Provided passage |
Townships 35/36 North, Range 1 West (Blakely Island)

     "This island is high, rough & mountainous and contains but a small proportion of land suitable for farming. There are two settlers on the island making considerable improvements and other pretensions toward farming. Two fine small lakes occur in the central portion of the Island around which are small tracts of good arable lands. Some fine bodies of good timber are found in various portions of the Island. The island is generally thickly overgrown with young fir and cedar. Deer & quail abound." T.M. Reed, Oct. 2, 1875. GLO Field Notes, p. 282.


DECATUR ISLAND

Township 35 North, Range 1 West (Decatur Island)

     "Decatur Island contains a very considerable portion of good agricultural land at least two thirds being very productive, although then northern part is somewhat mountainous & broken. Several fine claims have been made, particular mention of which might be made of John Read's claim. Secs. 21 & 28 - an old settler who now has a farm in good state of cultivation. The timber on this island is quite valuable, especially the cedar which is particularly adapted to making of shingles. Deer abound on this Island." T.M. Reed, Oct. 11, 1875. GLO Field Notes, p. 290.


SMALLER ISLANDS

Township 35 North, Range 1 West (James Island)

     "James Island is very high for its size and quite open, covered with good grass but so rocky as to be unfit for cultivation. Mr. Ed Heland has upwards of 200 sheep on the island." T.M. Reed, Oct. 13, 1875. GLO Field Notes, p. 292.

Township 35 North, Range 1 West (Center &Trump Island)

     "Trump Island is quite high and bluffy, unfit for cultivation but very good for sheep grazing.
     Center Island is low, contains a considerable quantity of good agricultural land. Timber 1st quality."
T.M. Reed, Oct. 7, 1875. GLO Field Notes, p. 294.

Township 35 North, Range 1 West (Frost Island)

     "This Island has a rocky & rough shore but in the interior quite level. It is unfit for cultivation although it is covered with a very fine growth of grass affording an excellent sheep range. Several deer was [sic] seen on this Island." T.M. Reed, Oct. 9, 1875. GLO Field Notes, p. 296.

Township 36North, Range 4 West (Guss Island)

     "The quality of land on this island is of first rate, the underbrush and timber has all been cleared off and the island is cultivated for garden purposes, on which large quantities of vegetables are raised." J.T. Sheets, June 12, 1878. GLO Field Notes, p. 324.

Supplied material |
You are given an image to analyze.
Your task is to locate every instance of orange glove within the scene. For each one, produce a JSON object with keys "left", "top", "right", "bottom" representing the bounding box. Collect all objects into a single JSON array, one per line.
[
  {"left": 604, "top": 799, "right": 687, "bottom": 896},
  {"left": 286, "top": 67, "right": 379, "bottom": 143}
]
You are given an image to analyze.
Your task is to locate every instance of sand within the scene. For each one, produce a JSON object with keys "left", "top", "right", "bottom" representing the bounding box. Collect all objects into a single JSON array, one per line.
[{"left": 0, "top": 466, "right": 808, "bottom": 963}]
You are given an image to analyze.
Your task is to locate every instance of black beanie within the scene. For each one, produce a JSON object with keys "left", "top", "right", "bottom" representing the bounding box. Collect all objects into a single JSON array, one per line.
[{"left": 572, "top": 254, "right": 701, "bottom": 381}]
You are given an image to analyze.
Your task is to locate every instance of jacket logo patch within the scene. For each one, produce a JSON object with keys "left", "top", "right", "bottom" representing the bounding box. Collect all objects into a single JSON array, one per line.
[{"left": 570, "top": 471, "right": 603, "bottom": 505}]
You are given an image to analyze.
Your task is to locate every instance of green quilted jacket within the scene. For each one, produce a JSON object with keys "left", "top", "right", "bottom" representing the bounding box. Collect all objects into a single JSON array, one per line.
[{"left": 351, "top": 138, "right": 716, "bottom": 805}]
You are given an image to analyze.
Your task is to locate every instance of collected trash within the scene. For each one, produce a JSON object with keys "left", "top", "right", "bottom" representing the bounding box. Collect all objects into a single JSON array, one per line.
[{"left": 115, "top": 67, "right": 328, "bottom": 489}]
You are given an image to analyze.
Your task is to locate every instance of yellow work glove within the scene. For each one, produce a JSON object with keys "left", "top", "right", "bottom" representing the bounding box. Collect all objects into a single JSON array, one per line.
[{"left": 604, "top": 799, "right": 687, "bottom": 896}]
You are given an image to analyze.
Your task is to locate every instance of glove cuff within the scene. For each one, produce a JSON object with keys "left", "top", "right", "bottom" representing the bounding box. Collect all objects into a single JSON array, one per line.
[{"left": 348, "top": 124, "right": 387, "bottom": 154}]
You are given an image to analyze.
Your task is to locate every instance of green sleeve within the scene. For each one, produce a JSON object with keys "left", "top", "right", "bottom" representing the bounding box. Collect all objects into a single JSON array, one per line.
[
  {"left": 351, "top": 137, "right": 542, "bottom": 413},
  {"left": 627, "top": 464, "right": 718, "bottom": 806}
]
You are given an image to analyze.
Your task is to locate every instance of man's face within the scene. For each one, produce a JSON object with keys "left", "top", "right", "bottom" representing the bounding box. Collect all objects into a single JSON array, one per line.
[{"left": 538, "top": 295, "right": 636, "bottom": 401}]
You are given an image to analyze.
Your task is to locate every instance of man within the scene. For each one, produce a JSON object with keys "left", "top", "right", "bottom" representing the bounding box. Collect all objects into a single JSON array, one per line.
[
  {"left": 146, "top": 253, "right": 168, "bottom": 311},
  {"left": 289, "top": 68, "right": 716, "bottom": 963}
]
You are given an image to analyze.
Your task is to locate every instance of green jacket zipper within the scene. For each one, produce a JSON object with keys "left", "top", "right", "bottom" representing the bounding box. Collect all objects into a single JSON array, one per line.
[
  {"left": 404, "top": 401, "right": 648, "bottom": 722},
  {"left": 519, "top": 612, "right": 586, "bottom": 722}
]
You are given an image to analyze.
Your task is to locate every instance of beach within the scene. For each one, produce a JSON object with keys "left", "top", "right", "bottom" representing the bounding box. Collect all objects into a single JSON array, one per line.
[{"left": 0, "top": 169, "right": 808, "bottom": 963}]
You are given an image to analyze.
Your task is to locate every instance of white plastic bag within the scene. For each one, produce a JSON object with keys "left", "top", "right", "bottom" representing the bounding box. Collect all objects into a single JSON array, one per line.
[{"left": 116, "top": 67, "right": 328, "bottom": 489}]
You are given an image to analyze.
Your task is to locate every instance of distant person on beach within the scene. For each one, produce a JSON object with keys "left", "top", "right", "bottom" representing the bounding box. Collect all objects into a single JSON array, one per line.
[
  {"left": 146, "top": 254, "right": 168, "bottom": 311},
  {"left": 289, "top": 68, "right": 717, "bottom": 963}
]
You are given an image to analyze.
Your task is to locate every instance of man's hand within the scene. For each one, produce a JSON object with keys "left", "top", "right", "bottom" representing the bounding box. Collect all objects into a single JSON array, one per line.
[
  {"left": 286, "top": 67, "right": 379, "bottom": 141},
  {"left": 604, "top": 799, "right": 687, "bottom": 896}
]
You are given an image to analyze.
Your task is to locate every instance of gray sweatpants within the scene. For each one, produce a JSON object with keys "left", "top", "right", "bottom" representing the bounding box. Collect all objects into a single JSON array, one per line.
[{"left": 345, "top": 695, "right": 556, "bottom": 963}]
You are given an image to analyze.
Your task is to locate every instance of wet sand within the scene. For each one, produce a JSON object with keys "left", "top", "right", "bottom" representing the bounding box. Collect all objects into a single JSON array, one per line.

Directions |
1. According to the island survey field notes, how many sheep did Mr. Ed Heland keep on James Island?
2. Write the next part of the island survey field notes, continuing after their final entry.

Task responses |
1. Upwards of 200 sheep.

2.
Township 36 North, Range 3 West (Cliff aka Brush Island)

     "Cliff Island, containing 13.8 acres, is an island with rocky shores, and rises to a height of about 70' above the water. There are seven or eight acres of good land, and the island is mostly covered with brush and scrub timber. There are fir, willow, cedar, pine, madrona, red cedar, yew, white fir, maple & juniper trees. The undergrowth consists of snow-drop bush, soap berry, salal, hardhack, rose, wild pea, wild currant, spotted brown lily, Indian paint brush, moss and fern." H.L. Coffin, March 29, 1928. GLO Field Notes, p. 332.

Township 36 North, Range 2 West (Bell Island)

     "Bell Island, containing 3.5 acres, is a rocky island about 60' high. The shore line is a rocky bluff which drops down about 6' above water at the southeastern end. It is covered with scattering, scrubby timber of fir, pine, red cedar, madrona, small juniper and scrub oak. The undergrowth is hardhack, snowdrop bush, wild honeysuckle, Indian Paint Brush, blue gentian, licorice fern, buttercup, wild pea, gooseberry, wild currant and some grass. The soil is good, but scant." H.L. Coffin, April 8, 1928. GLO Field Notes, p. 334.

Township 36 North, Range 2 West (Sheep aka Picnic Island)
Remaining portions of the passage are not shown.